● **Document extract**:
Start

# Yahoo search is now "Powered by Bing"



## entropy13 (Aug 25, 2010)

Searching through Yahoo's engine would now yield results using Bing. There's a "Powered by Bing" below the results for each page too.

http://techreport.com/discussions.x/19520
http://www.ysearchblog.com/2010/08/...rganic-search-back-end-to-microsoft-platform/


----------



## pantherx12 (Aug 25, 2010)

I hate bing, I find it to be unreliable at finding what I want.


----------



## Black Panther (Aug 25, 2010)

pantherx12 said:


> I hate bing, I find it to be unreliable at finding what I want.



Well, me too. Both bing and yahoo. I find that nothing beats g00gle search so far.


----------



## assaulter_99 (Aug 25, 2010)

Black Panther said:


> I find that nothing beats g00gle search so far.



Hell yeah, competition in this segment is a as good as dead. MS and Yahoo are chasing a lost cause, however good their intentions may be.


----------



## stefanels (Aug 25, 2010)




----------



## Delta6326 (Aug 25, 2010)

go google i can never find what im searching for with bing or yahoo


----------



## entropy13 (Aug 26, 2010)

I rarely use Google, it's usually Yahoo, albeit now it's technically Bing now lol


----------



## wolf (Aug 26, 2010)

End

● **Task requirements**:
Reproduce the stretch of the Yahoo-and-Bing forum thread from "## assaulter_99 (Aug" through "intentions may be.".

● **Saved entries**:
Start

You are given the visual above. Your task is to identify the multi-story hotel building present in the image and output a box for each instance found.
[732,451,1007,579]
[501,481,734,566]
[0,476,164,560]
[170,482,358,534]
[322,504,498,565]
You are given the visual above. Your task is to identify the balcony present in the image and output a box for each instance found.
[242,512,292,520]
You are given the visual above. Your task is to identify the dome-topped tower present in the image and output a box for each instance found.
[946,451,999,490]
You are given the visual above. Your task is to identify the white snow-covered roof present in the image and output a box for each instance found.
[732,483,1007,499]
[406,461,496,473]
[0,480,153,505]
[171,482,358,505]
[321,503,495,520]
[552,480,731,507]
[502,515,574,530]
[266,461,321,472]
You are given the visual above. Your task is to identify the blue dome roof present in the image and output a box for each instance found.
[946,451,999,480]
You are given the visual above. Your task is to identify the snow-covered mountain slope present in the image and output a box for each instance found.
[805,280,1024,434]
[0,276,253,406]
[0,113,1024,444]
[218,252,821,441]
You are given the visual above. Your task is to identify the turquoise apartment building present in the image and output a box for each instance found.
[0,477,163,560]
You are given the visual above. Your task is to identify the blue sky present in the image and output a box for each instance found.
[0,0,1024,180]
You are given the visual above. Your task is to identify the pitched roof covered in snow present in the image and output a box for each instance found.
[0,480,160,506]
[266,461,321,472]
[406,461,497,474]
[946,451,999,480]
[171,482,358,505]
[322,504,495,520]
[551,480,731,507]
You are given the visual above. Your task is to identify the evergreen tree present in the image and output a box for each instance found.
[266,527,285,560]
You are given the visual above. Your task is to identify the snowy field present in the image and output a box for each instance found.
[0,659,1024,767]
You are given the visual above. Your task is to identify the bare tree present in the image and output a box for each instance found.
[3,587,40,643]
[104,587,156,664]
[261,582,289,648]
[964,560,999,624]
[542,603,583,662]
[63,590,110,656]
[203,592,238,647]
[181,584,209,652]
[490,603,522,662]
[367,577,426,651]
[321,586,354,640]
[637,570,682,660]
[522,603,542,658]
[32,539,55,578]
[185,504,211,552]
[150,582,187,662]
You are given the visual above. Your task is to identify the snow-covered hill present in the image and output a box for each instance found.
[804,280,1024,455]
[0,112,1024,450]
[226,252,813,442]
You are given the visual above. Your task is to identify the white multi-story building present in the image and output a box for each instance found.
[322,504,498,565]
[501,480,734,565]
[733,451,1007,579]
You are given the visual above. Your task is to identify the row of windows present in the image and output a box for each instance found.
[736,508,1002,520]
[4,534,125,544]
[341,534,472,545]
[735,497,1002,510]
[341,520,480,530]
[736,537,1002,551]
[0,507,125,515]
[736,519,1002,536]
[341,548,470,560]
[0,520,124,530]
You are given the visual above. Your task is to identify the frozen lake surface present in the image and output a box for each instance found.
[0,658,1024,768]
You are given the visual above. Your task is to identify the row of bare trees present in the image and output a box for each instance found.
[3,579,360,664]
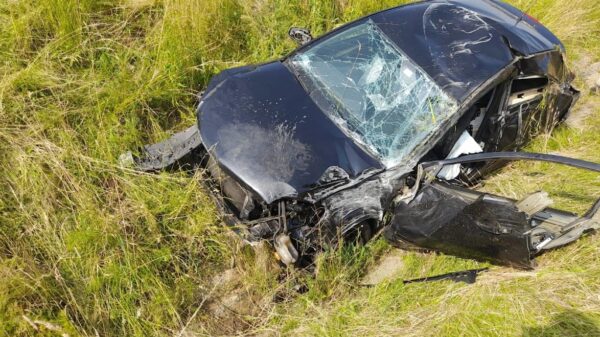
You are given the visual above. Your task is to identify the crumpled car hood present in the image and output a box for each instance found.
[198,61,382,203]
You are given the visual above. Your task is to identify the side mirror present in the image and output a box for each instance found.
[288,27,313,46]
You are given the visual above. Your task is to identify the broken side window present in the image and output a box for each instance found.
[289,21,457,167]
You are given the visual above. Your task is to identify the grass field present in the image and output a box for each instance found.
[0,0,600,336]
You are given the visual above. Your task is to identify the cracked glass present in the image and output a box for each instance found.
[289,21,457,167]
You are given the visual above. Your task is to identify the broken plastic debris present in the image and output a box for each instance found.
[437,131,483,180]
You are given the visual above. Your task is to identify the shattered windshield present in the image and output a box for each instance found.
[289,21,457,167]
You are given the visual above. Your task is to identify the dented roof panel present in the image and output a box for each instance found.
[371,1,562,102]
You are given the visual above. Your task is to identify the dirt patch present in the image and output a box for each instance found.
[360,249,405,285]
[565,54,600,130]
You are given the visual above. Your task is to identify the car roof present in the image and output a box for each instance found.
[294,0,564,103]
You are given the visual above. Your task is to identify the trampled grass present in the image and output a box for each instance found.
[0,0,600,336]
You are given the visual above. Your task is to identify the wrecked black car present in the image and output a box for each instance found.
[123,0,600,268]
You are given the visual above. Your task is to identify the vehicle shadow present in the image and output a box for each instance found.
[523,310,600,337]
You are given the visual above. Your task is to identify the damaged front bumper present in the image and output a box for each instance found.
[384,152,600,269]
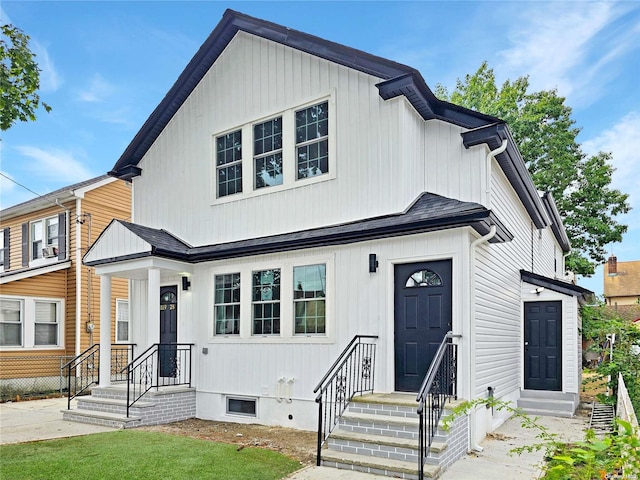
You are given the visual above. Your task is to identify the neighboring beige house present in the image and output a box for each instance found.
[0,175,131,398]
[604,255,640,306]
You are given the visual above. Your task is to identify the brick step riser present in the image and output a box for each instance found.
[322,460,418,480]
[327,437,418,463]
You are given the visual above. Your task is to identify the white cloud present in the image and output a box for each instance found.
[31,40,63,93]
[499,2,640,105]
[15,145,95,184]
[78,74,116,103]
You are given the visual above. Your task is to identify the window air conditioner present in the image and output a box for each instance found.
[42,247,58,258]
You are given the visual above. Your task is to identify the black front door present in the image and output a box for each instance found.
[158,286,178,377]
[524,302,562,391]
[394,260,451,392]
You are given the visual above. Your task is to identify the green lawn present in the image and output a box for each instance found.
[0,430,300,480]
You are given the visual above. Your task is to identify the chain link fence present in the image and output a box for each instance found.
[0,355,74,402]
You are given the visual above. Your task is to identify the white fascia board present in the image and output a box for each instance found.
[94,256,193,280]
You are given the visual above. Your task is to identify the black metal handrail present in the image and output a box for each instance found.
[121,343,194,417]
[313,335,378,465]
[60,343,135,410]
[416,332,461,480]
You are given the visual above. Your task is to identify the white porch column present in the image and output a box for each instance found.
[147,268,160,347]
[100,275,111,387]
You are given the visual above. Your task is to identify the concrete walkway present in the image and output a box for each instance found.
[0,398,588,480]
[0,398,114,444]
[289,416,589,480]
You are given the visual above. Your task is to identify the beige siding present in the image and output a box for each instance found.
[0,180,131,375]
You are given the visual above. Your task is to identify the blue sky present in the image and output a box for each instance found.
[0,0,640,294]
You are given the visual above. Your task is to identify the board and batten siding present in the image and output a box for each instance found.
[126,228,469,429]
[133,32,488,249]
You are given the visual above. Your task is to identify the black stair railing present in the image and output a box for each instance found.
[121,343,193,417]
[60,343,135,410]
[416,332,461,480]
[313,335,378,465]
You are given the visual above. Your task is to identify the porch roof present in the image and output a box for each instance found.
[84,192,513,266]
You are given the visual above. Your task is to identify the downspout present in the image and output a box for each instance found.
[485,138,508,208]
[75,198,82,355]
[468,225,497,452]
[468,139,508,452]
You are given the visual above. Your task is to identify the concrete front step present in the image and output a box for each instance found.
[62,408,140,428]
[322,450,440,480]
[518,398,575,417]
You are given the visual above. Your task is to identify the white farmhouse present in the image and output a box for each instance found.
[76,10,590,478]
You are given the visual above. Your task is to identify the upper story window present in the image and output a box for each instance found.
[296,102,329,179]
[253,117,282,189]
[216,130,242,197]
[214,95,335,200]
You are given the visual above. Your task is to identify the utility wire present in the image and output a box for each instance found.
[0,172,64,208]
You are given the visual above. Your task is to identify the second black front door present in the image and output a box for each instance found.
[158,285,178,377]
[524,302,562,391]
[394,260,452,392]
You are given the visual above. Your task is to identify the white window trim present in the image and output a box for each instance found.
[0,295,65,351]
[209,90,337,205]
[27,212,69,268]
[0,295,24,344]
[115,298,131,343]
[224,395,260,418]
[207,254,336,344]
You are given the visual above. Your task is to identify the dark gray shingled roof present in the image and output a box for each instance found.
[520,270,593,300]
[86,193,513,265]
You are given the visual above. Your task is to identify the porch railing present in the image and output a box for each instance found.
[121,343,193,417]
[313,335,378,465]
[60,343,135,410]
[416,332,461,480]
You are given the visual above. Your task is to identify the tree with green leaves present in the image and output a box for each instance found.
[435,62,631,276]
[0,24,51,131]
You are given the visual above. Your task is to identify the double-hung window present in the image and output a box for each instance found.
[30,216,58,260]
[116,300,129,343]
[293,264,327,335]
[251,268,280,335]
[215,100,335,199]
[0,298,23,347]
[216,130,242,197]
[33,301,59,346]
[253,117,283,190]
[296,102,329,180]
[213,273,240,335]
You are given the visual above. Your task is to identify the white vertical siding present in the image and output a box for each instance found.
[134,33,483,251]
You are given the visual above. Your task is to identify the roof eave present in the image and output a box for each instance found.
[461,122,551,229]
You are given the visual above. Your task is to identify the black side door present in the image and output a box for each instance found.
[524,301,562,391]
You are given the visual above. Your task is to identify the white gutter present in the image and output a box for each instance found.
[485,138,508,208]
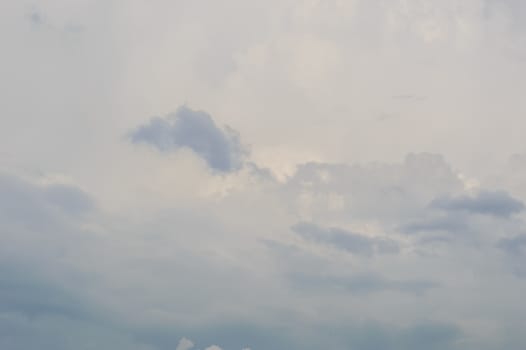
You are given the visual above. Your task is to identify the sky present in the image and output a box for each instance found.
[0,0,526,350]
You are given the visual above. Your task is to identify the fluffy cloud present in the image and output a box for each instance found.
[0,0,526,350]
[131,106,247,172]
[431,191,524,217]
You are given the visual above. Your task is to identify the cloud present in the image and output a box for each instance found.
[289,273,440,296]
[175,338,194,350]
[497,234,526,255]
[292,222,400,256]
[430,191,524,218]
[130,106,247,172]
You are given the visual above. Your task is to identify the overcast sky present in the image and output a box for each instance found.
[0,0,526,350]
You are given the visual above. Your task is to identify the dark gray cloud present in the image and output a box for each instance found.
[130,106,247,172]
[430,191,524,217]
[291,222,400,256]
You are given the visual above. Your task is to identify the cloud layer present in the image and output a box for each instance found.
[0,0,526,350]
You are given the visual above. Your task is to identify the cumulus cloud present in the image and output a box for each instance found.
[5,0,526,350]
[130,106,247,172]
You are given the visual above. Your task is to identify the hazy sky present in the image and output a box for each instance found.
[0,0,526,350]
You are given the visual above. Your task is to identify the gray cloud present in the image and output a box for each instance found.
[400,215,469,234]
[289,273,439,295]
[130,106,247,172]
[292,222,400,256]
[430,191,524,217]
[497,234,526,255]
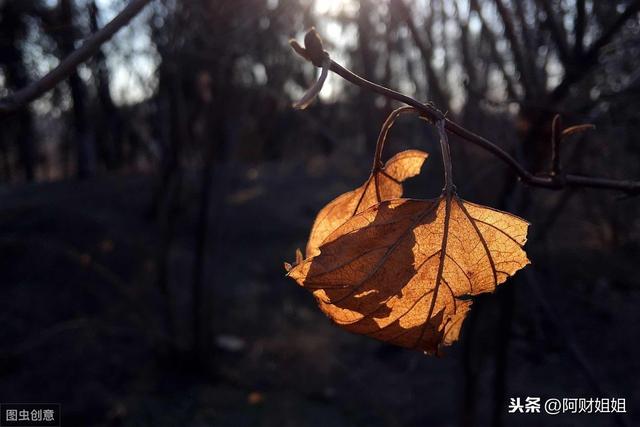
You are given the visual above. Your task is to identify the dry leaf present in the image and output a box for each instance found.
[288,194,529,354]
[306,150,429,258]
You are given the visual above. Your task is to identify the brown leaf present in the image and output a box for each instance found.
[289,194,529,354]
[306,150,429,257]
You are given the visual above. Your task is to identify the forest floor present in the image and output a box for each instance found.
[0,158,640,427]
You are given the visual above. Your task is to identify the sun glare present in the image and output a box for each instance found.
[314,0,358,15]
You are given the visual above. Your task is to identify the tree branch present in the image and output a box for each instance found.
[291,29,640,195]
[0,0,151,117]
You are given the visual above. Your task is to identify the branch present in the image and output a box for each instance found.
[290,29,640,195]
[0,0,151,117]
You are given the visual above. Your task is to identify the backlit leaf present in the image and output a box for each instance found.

End

● **Output**:
## assaulter_99 (Aug 25, 2010)

Black Panther said:


> I find that nothing beats g00gle search so far.



Hell yeah, competition in this segment is a as good as dead. MS and Yahoo are chasing a lost cause, however good their intentions may be.